• [What is needed]: Find the line containing "Spot the rocky mountain" in the entries; transcribe it and all remaining lines through the end, exactly as they appear, but not the pictures.

Position identification records
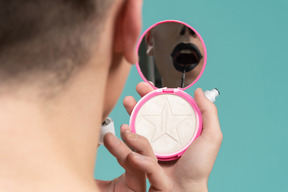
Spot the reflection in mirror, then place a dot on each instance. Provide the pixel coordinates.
(171, 55)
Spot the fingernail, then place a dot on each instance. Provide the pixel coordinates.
(115, 140)
(138, 156)
(131, 135)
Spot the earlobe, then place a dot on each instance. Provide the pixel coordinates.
(127, 29)
(149, 43)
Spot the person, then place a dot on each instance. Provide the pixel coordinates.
(174, 47)
(63, 65)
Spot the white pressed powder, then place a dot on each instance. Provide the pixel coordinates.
(168, 121)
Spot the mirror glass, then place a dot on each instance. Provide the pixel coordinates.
(171, 54)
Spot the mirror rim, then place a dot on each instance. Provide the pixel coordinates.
(143, 36)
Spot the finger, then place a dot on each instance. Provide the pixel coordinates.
(135, 179)
(159, 181)
(129, 103)
(143, 88)
(211, 127)
(137, 142)
(117, 148)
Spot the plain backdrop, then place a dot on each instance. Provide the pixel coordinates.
(247, 61)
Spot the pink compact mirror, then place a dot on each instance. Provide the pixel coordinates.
(172, 57)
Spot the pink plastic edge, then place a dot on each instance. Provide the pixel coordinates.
(176, 21)
(190, 100)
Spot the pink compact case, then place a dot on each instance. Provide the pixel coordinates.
(169, 117)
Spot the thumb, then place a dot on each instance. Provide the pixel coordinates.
(211, 128)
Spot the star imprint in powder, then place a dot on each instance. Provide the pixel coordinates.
(166, 123)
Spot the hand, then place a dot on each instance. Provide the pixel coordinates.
(191, 171)
(137, 165)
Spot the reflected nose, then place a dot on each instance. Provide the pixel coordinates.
(187, 30)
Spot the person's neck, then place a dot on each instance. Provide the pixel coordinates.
(49, 145)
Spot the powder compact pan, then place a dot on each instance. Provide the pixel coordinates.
(172, 57)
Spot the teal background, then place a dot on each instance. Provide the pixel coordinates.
(247, 61)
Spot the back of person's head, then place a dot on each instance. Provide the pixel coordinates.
(47, 40)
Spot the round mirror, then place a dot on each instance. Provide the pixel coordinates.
(171, 54)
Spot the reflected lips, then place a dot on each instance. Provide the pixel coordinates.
(186, 56)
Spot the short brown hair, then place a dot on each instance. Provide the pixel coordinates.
(47, 36)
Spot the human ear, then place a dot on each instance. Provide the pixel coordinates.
(127, 29)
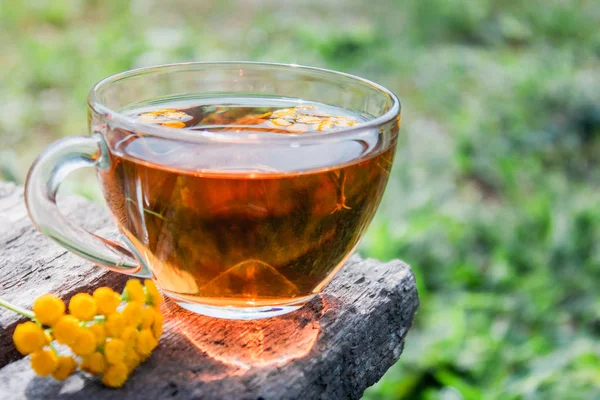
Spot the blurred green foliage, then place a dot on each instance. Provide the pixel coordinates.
(493, 201)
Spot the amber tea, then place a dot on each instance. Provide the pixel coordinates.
(244, 225)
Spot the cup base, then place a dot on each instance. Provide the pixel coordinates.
(241, 313)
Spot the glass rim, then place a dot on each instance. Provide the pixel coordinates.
(128, 122)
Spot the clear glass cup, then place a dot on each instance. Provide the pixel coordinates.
(256, 259)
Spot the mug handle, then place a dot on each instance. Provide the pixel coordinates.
(44, 178)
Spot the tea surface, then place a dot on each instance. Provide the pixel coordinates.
(241, 224)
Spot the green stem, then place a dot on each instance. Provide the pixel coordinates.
(19, 310)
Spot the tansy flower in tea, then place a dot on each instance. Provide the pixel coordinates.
(106, 333)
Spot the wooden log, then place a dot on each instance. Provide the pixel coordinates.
(333, 348)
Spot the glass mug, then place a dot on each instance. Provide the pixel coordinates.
(230, 222)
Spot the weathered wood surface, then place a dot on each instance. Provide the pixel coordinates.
(334, 348)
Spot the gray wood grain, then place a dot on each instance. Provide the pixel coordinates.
(333, 348)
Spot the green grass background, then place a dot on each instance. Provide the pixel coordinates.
(494, 203)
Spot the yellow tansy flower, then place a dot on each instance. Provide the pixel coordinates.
(132, 359)
(114, 351)
(147, 317)
(135, 291)
(133, 313)
(66, 329)
(48, 308)
(94, 363)
(85, 343)
(115, 323)
(153, 295)
(83, 306)
(99, 332)
(145, 343)
(44, 362)
(107, 300)
(129, 336)
(29, 337)
(116, 375)
(157, 325)
(64, 368)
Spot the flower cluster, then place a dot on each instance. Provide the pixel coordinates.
(104, 334)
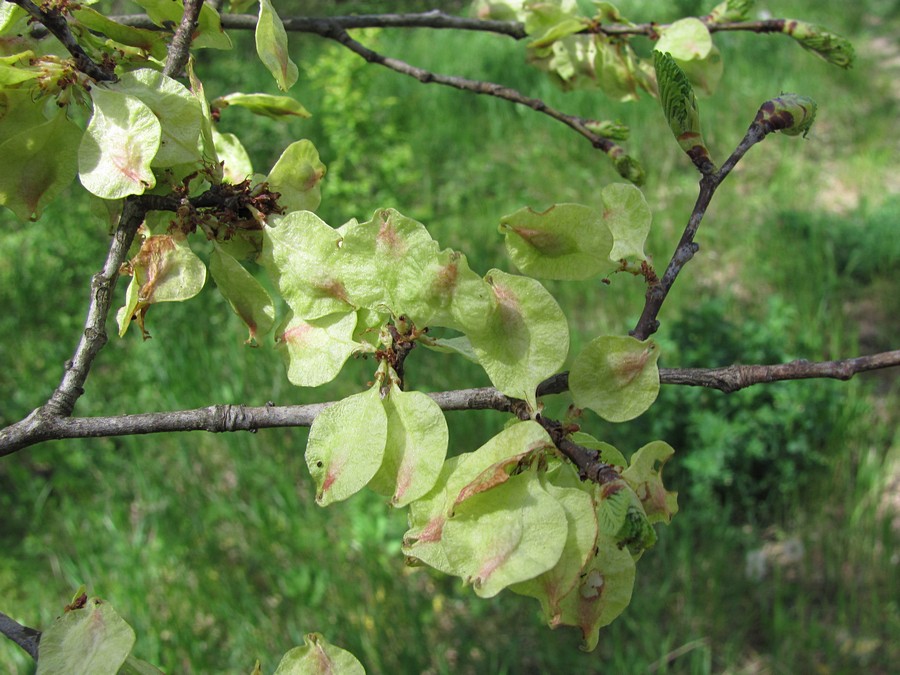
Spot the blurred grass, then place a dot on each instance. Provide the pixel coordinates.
(212, 547)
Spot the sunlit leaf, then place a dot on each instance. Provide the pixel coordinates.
(177, 110)
(505, 535)
(249, 300)
(603, 592)
(296, 176)
(628, 218)
(567, 241)
(267, 105)
(272, 46)
(616, 377)
(318, 657)
(314, 351)
(645, 477)
(526, 339)
(93, 640)
(119, 145)
(346, 445)
(293, 254)
(416, 446)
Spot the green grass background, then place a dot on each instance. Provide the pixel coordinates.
(212, 546)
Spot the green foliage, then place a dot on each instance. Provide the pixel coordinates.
(514, 513)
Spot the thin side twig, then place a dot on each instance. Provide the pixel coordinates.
(55, 22)
(180, 47)
(338, 34)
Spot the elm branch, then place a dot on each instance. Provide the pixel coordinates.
(229, 418)
(53, 20)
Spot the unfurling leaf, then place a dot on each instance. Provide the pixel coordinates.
(616, 377)
(792, 114)
(249, 300)
(296, 176)
(89, 640)
(680, 107)
(318, 657)
(346, 445)
(45, 161)
(821, 41)
(267, 105)
(567, 241)
(731, 10)
(628, 218)
(526, 338)
(314, 351)
(416, 446)
(272, 46)
(118, 146)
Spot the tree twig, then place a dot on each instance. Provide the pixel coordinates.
(340, 35)
(55, 22)
(27, 638)
(657, 292)
(228, 418)
(180, 47)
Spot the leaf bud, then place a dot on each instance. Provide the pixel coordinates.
(791, 114)
(730, 10)
(830, 46)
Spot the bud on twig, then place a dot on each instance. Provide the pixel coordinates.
(791, 114)
(830, 46)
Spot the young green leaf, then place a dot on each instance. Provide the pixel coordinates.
(118, 146)
(416, 447)
(581, 539)
(644, 475)
(685, 40)
(628, 218)
(680, 107)
(461, 477)
(176, 108)
(267, 105)
(508, 534)
(272, 46)
(92, 640)
(616, 377)
(318, 657)
(567, 241)
(297, 254)
(296, 177)
(314, 351)
(603, 592)
(45, 158)
(346, 445)
(526, 338)
(822, 42)
(249, 300)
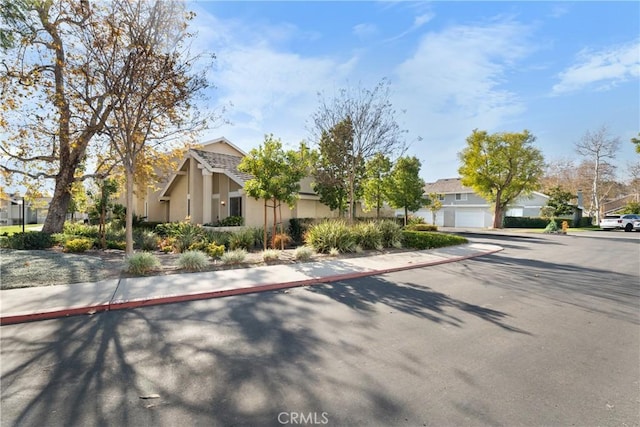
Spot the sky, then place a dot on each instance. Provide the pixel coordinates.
(557, 69)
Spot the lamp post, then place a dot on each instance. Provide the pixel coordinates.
(23, 214)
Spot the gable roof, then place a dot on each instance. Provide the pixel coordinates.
(213, 162)
(221, 163)
(447, 186)
(223, 140)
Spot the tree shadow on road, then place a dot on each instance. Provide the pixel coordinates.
(416, 300)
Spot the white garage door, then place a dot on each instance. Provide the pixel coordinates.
(470, 218)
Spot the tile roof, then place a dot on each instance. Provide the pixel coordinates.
(447, 186)
(226, 162)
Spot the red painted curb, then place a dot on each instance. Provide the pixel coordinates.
(55, 314)
(124, 305)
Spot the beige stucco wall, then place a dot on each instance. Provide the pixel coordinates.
(178, 204)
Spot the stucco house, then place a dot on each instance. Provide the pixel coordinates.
(207, 187)
(462, 207)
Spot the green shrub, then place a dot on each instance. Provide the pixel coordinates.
(552, 227)
(536, 222)
(330, 234)
(280, 240)
(77, 245)
(145, 239)
(141, 263)
(217, 237)
(115, 232)
(187, 235)
(175, 229)
(258, 236)
(243, 239)
(429, 240)
(303, 253)
(367, 235)
(421, 227)
(214, 250)
(415, 220)
(29, 240)
(193, 261)
(391, 233)
(298, 227)
(167, 244)
(79, 229)
(231, 221)
(270, 255)
(235, 256)
(116, 244)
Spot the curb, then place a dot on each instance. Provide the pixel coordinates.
(137, 303)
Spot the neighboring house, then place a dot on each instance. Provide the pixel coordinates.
(616, 205)
(12, 211)
(207, 187)
(462, 207)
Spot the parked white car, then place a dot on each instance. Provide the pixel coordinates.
(619, 222)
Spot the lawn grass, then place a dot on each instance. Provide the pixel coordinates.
(10, 229)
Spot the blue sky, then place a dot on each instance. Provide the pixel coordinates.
(558, 69)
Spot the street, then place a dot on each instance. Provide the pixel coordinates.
(546, 332)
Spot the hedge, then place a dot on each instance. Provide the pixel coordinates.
(537, 222)
(429, 240)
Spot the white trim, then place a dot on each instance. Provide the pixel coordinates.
(224, 140)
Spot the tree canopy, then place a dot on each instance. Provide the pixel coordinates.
(376, 182)
(405, 187)
(373, 123)
(500, 167)
(276, 175)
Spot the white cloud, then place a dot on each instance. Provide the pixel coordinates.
(418, 22)
(270, 89)
(453, 83)
(601, 69)
(365, 30)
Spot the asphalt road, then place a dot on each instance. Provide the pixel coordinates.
(546, 332)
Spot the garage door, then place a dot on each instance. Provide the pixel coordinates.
(470, 218)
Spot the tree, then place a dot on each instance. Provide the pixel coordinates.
(374, 187)
(331, 174)
(52, 105)
(276, 176)
(406, 188)
(79, 200)
(599, 148)
(559, 202)
(500, 167)
(149, 76)
(373, 124)
(636, 141)
(631, 207)
(435, 204)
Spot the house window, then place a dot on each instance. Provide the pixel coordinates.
(235, 206)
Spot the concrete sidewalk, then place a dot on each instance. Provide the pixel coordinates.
(39, 303)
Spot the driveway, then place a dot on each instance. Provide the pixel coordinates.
(546, 332)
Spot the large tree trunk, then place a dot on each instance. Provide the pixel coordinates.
(129, 212)
(59, 205)
(275, 224)
(497, 215)
(264, 228)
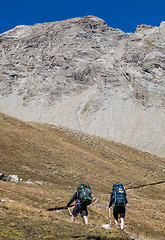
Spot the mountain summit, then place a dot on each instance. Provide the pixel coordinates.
(82, 74)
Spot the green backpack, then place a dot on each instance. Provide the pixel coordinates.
(84, 194)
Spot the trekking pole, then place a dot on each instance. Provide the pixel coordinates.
(109, 217)
(69, 211)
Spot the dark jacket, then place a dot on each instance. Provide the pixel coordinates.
(75, 197)
(112, 199)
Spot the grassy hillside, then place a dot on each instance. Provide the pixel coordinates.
(51, 162)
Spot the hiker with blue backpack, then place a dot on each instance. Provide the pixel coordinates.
(118, 200)
(83, 198)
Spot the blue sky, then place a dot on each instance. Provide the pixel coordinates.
(122, 14)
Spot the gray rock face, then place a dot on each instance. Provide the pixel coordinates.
(84, 75)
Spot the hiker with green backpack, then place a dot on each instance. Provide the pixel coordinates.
(83, 198)
(118, 200)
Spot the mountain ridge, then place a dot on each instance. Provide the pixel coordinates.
(82, 74)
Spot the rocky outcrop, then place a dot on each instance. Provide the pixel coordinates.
(84, 75)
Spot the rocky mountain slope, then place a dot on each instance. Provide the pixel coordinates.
(84, 75)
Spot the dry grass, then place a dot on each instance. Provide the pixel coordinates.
(55, 161)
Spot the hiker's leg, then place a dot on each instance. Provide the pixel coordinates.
(72, 219)
(117, 224)
(122, 216)
(115, 214)
(122, 223)
(85, 219)
(84, 214)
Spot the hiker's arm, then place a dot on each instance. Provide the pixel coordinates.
(111, 200)
(72, 199)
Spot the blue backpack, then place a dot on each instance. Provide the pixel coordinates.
(119, 195)
(84, 193)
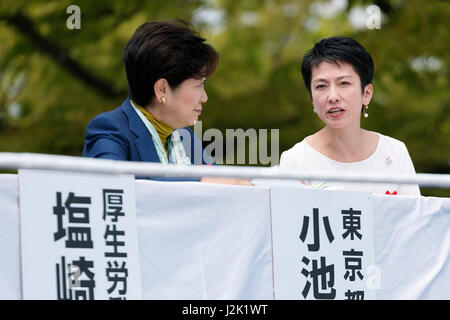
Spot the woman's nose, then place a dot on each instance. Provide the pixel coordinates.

• [Full output]:
Spot the rocky mountain slope, then place a dot on each instance. Provide the pixel coordinates.
(84, 75)
Spot the dry grass, then place a dot on each instance. Provide the pixel coordinates.
(55, 161)
Spot the hiker's leg, then place a dot on each instance. Provide the pixel coordinates.
(72, 219)
(117, 224)
(122, 216)
(115, 214)
(122, 223)
(85, 219)
(84, 214)
Spot the hiker's arm, then place a dot on each instance. Provide the pixel coordinates.
(111, 200)
(72, 199)
Spot the blue backpack, then place a dot on each instance. Provide the pixel coordinates.
(119, 195)
(84, 193)
Spot the woman's nose, then place a dot on each instance. Provide the pixel coordinates.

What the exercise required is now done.